__DO THIS__
Please copy out, with no changes, the part of the records that begins with the line containing "Where in the photo above do you see the grass?" and ends with the line containing "[21,0,27,34]", including both of those lines and nothing else.

[Stored data]
§

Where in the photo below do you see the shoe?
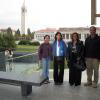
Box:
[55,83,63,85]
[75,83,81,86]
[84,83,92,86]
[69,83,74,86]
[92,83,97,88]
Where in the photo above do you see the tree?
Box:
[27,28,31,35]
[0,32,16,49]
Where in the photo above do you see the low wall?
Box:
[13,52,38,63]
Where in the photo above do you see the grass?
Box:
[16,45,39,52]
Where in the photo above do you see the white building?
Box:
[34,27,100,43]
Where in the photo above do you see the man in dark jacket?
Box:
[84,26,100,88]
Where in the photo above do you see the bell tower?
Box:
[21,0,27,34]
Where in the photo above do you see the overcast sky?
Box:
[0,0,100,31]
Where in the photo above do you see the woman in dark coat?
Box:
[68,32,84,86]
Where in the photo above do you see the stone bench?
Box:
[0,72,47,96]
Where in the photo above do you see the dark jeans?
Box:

§

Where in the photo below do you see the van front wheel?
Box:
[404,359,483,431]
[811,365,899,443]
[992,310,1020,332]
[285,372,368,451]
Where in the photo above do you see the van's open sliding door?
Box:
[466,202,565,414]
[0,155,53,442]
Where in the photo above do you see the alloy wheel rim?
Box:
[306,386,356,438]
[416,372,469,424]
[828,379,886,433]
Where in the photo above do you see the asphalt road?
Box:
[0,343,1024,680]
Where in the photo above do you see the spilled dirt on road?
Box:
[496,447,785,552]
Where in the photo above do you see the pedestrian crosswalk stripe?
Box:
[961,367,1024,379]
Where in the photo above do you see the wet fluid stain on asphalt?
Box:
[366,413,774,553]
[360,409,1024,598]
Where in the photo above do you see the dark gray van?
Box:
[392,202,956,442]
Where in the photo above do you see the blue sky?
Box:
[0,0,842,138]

§

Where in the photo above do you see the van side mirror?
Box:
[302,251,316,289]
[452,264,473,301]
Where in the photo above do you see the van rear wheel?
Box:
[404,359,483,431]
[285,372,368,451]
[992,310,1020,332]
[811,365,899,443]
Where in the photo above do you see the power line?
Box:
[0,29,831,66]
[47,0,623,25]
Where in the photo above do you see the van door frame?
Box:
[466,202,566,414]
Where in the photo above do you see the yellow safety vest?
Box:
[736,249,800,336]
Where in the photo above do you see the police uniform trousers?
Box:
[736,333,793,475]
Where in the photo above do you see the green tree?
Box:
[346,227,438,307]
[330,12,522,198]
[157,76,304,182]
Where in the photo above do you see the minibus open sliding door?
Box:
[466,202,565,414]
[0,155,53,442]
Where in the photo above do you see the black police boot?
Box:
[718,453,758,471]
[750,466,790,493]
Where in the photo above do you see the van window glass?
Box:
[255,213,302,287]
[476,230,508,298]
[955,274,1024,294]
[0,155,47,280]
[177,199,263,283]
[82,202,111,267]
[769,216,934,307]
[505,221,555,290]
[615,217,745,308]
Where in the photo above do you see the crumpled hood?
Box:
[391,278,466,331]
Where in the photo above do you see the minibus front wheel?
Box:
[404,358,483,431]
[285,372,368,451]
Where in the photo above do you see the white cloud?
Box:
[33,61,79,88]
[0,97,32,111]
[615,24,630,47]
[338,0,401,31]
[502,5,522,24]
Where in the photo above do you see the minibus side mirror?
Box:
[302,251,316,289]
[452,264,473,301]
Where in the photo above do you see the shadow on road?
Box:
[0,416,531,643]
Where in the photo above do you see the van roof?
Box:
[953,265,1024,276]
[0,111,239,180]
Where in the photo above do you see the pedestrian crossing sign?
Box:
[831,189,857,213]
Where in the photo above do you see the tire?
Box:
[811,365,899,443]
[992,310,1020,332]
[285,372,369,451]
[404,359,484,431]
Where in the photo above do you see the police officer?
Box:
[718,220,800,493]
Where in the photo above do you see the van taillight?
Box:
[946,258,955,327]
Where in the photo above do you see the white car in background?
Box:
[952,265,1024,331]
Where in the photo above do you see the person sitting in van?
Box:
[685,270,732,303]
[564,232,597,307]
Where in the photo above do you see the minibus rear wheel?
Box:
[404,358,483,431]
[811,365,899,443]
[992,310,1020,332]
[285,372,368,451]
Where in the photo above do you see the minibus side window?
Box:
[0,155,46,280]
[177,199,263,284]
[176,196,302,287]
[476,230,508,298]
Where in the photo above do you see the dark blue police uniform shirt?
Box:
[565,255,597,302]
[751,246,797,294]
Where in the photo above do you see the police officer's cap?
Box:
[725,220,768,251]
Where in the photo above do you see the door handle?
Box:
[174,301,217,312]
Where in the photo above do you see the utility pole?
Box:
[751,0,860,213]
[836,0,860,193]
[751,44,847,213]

§

__THE OUTPUT__
Where in the photo above do you see the grass?
Box:
[16,45,39,52]
Where in the photo above do you see the white building?
Box:
[34,27,100,43]
Where in the photo above do you see the man in dark jacket?
Box:
[84,26,100,88]
Where in the photo above do you see the bell tower?
Box:
[21,0,27,34]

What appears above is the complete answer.